• **GIVEN TEXT**:
What is the interest of this decomposition of the data series? The idea is that we intend to build 
a trading system on this series. This means that we intent to design an algorithm that will take 
decisions like buy or sell 1 EC contract at a given quote. This decision at a given quote will be 
based on multivariate analysis, as mentioned in the beginning. In order to process this way, we 
need a data sample on which the algorithm is built and all parameters of the algorithm are fitted. 
Therefore, this data sample needs to be large in order to be relevant statistically. This sample is 
called in-sample (i) and is defined as the period 2000-2007. 

The second sample, called out-sample (ii), is used as a validation stage. All algorithms built 
on (i) are expected obviously to give satisfactory results on (i). However, as parameters of the 
model are fitted on the sample (i), there is no guarantee that the model could behave properly 
on another data sample. If it does so, this means that the algorithm is not a pure artifact and 
contains a part of the real dynamics of the market. This is the purpose of the sample (ii), defined 
as the period 2008-2009. If the trading system built on (i) fails on (ii), it is rejected and another 
algorithm is designed. Note that we have other intermediate validation stage to make the full 
process more robust: we come back on this point later in the article. Also, note that there is no 
guarantee at this level that what we describe in this paragraph is possible.

Records from a data collection:
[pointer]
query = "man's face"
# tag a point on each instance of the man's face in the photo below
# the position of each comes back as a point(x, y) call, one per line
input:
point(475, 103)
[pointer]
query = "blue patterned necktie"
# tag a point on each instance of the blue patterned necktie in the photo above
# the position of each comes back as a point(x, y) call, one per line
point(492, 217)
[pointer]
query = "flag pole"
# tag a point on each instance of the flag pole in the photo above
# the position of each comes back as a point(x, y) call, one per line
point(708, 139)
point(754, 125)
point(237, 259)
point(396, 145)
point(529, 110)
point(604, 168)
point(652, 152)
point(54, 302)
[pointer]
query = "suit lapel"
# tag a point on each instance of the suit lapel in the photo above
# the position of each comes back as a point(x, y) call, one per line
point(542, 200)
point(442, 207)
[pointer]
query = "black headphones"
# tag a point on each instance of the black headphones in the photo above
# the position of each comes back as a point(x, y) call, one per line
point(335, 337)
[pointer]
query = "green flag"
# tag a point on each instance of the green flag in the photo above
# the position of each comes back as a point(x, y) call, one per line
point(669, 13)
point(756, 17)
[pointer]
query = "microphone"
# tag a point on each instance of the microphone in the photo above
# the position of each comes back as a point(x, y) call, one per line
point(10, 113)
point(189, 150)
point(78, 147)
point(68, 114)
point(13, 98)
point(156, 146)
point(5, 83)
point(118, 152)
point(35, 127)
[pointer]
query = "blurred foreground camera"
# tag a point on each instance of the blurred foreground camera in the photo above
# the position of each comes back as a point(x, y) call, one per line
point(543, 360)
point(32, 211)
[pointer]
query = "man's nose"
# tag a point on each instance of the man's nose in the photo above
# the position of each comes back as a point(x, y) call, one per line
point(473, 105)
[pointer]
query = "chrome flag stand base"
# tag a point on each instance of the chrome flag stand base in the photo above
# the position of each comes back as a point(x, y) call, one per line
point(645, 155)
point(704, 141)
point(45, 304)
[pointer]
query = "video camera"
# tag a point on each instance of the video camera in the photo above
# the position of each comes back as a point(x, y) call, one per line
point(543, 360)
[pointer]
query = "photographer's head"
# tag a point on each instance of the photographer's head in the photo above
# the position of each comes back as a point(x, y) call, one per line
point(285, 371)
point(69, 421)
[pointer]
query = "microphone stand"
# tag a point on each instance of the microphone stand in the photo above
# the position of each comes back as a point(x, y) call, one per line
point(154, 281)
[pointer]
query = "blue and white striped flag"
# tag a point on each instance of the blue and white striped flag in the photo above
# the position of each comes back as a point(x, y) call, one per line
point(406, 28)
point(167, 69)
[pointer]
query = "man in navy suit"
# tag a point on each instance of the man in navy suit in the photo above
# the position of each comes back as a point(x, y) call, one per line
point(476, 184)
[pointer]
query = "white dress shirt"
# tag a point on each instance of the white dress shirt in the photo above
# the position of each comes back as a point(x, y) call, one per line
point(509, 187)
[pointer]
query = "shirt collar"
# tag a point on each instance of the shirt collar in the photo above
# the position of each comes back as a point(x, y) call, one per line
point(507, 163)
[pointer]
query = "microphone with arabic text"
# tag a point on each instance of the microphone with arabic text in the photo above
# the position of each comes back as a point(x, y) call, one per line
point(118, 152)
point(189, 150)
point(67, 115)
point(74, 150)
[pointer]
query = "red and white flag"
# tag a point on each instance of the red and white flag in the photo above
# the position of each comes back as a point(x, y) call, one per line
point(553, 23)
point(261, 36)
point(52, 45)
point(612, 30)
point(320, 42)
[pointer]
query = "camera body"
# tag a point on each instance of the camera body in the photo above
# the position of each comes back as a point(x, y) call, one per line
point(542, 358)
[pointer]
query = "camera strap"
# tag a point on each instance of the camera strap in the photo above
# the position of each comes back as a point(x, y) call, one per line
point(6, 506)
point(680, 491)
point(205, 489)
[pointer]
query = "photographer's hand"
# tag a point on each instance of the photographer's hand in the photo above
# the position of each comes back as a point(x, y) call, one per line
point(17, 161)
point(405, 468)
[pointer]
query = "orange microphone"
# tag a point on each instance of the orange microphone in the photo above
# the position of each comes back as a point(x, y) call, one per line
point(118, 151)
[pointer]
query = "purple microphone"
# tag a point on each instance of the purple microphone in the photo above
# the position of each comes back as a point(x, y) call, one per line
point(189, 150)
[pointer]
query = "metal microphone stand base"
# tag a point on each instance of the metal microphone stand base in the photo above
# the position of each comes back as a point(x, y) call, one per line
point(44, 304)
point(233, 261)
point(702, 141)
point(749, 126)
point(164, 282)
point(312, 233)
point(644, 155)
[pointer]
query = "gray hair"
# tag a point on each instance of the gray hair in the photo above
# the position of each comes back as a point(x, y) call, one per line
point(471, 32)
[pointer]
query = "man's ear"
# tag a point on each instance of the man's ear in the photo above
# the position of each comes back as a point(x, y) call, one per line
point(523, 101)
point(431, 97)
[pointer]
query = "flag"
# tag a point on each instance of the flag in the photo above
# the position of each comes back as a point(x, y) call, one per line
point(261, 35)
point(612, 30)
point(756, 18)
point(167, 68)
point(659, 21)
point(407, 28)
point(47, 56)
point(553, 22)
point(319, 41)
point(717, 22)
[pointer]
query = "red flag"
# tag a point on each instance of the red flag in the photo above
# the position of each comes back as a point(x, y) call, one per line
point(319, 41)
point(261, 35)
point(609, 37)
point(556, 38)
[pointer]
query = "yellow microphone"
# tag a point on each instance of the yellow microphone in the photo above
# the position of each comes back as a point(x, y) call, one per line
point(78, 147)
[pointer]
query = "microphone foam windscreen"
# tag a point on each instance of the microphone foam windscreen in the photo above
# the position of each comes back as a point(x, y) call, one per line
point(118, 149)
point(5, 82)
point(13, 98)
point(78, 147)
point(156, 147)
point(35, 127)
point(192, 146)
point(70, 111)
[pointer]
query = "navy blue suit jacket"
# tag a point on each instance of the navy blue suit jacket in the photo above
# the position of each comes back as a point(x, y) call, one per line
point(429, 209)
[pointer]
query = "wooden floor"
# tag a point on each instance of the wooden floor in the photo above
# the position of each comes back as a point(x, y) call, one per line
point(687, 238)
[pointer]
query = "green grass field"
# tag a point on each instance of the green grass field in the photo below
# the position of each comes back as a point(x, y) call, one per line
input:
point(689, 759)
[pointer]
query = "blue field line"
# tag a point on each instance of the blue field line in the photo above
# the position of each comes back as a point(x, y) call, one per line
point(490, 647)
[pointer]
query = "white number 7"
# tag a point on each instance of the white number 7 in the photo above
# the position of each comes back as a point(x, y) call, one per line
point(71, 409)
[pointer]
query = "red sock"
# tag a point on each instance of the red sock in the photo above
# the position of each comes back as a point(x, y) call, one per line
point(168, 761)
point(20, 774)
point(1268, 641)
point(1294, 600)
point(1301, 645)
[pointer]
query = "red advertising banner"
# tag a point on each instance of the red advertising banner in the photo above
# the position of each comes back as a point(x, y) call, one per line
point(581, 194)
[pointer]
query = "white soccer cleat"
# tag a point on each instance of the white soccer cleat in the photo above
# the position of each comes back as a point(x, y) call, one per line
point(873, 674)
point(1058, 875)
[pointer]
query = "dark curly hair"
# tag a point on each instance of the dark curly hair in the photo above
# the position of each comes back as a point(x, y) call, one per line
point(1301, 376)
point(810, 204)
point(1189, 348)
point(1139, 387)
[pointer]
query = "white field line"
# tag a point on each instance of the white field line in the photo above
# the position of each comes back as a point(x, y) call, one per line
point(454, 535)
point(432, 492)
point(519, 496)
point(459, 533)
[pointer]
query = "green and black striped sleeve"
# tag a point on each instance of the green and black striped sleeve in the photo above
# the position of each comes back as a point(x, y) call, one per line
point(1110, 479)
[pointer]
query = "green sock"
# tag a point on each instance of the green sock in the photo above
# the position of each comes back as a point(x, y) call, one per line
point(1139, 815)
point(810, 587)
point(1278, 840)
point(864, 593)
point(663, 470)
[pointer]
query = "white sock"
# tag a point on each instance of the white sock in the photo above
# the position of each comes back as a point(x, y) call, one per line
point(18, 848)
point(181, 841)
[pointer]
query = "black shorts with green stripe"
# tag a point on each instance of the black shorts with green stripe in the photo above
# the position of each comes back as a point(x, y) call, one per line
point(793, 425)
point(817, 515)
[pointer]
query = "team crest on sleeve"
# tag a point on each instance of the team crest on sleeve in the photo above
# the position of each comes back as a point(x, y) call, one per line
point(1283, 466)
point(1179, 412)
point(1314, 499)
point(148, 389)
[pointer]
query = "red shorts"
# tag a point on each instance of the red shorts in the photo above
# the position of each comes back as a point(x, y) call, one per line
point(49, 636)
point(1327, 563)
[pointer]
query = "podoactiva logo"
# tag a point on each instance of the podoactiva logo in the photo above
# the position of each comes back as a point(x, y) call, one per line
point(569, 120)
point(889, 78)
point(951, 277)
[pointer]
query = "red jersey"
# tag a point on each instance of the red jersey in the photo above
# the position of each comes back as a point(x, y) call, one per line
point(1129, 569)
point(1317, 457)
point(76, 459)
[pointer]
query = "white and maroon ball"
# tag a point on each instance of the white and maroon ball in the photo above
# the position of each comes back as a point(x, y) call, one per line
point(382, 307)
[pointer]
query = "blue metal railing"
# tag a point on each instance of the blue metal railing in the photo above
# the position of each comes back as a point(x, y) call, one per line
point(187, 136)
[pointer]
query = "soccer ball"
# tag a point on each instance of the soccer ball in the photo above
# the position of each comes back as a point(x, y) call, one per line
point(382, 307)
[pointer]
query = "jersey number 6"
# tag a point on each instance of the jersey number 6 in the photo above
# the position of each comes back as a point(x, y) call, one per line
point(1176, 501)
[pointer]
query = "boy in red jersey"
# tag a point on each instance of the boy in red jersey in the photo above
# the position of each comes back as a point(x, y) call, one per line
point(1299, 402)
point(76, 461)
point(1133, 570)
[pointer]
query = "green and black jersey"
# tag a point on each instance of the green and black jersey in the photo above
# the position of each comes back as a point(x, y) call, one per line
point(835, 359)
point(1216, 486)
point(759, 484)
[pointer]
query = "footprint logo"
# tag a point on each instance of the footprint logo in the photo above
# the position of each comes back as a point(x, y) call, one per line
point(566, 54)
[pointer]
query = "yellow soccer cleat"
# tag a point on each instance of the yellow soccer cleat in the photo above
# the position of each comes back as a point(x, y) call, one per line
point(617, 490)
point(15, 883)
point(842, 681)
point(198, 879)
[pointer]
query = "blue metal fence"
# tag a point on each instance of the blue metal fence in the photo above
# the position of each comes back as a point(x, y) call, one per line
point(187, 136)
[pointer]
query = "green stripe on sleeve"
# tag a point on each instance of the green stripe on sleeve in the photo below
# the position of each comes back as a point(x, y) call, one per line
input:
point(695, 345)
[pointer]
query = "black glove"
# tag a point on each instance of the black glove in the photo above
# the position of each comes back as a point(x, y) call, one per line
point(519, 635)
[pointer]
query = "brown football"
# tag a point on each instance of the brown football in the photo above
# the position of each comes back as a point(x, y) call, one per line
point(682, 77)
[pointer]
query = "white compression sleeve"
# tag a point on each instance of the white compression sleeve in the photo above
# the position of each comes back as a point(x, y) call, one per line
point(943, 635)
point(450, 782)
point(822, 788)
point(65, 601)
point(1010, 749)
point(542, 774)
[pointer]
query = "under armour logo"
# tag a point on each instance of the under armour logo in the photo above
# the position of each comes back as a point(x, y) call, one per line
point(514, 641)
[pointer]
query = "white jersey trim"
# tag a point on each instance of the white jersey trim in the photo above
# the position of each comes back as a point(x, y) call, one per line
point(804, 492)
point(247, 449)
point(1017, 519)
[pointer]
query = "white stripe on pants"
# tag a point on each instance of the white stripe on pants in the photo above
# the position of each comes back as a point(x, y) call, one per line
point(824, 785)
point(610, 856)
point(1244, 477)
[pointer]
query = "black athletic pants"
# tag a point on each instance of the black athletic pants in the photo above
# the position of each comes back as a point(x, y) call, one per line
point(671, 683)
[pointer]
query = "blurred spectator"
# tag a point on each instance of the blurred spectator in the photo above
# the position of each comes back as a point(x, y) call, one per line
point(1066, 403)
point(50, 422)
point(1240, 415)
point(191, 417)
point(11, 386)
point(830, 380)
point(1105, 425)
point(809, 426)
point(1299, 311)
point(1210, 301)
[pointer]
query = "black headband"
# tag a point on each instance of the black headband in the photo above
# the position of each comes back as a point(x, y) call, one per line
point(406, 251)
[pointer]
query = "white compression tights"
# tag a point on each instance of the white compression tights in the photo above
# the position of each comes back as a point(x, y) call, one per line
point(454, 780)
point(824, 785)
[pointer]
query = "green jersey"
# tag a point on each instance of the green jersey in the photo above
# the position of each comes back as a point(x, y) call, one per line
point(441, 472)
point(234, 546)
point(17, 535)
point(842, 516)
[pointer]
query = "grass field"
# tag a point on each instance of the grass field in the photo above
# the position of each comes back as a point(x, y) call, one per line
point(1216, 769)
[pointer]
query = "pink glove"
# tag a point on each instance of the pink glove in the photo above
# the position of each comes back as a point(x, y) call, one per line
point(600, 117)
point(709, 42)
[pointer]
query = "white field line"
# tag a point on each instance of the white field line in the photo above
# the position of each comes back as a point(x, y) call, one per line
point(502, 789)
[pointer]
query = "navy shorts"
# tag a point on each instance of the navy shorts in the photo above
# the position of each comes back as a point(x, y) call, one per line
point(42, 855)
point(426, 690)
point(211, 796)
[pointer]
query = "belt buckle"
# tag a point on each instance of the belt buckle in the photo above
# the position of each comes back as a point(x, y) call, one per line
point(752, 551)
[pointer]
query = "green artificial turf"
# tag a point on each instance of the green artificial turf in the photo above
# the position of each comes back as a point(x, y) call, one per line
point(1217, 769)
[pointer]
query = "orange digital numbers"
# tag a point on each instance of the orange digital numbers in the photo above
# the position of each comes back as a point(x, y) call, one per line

• **TASKS**:
- A) Condense the paragraph beginning "The second sample, called out-sample (ii)" from the passage on data samples into a short bulleted list that keeps its main facts.
- B) Pick up the passage on in-sample and out-sample data after its final sentence and extend it by a paragraph or two.
You won't need the records for this.

• **RESULTS FOR THE EXERCISE**:
- A)
- The out-sample (ii) covers 2008-2009 and serves as a validation stage.
- Algorithms built on the in-sample (i) should perform well on (i), but because their parameters are fitted there, nothing guarantees they will work on other data.
- Success on (ii) shows the algorithm is not a pure artifact and captures part of the market's real dynamics.
- A trading system that fails on (ii) is rejected, and another algorithm is designed.
- Further intermediate validation stages make the process more robust and are covered later in the article.
- At this point there is no guarantee that the described approach is achievable.

- B)
Finally, once we have obtained an algorithm that works on (ii) and satisfies our robustness 
tests, if any, we test it on what we call the live-sample (iii), defined as the period 2010-2011. 
Our building process is made to guarantee at this step the good functioning of the trading system 
and that's what we show in the following. 

Note that if we can drive the analysis to this last step and if it works, it is a clear proof of 
our claim of the previous part on a specific example (EC): the difference between real markets 
and random walks, as small as it is, is detectable using modern statistical analysis in multivari- 
ate analysis. The multivariate approach refers to the number of parameters introduced in the 
definition of triggers for trades decisions along the EC series.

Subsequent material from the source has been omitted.